'''

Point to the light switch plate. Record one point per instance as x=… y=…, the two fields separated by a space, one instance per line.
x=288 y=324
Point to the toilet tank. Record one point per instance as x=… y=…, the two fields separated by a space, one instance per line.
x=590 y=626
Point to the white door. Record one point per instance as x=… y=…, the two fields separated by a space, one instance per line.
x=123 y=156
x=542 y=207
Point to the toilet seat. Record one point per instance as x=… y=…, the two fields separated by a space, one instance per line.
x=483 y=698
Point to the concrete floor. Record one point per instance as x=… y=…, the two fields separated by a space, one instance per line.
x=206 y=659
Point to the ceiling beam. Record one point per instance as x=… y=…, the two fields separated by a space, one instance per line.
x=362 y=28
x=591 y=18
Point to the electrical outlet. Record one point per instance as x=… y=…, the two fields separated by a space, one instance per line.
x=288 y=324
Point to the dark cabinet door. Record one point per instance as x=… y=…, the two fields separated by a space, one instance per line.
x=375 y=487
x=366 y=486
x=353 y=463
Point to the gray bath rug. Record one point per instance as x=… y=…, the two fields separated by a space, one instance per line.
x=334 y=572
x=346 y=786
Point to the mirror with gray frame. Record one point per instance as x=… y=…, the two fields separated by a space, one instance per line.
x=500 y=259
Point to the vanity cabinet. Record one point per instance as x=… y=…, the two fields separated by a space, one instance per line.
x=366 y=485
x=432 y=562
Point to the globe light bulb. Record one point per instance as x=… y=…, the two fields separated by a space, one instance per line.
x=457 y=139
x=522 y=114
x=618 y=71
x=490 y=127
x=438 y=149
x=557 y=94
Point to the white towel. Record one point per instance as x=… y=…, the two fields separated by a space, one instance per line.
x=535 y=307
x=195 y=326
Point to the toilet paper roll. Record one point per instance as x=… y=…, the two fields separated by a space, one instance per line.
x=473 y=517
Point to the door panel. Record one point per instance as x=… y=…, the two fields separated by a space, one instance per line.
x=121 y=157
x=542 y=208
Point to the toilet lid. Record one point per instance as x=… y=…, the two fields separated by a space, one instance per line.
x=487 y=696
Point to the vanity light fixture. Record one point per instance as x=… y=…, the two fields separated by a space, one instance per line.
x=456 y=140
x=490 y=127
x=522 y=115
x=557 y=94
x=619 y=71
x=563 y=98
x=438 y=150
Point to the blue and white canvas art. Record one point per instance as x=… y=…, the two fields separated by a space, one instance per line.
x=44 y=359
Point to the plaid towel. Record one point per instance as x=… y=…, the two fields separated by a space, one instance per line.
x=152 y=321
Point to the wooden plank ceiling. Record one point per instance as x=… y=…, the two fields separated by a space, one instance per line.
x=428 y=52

'''

• Your goal:
Produce exactly the lines from the one containing "Point to the toilet lid." through the final line of the records above, both included, and no others.

• Task response:
Point to the toilet lid. Record one point per instance as x=… y=…, the two fields separated by a space, one instance per line.
x=487 y=696
Point to the vanity light fixture. Record one point per instance as x=… y=…, the two fields separated by a space, one instance per line.
x=456 y=140
x=490 y=127
x=522 y=115
x=557 y=94
x=619 y=71
x=563 y=98
x=438 y=150
Point to the blue and white canvas art. Record one point per instance as x=… y=…, the two fields separated by a space, one instance per line.
x=44 y=359
Point to the plaid towel. Record one point per instance as x=… y=…, the two fields separated by a space, one instance per line.
x=152 y=321
Point to the wooden plank ceiling. Record one point per instance as x=… y=…, the two fields separated by a space, one instance per line.
x=428 y=52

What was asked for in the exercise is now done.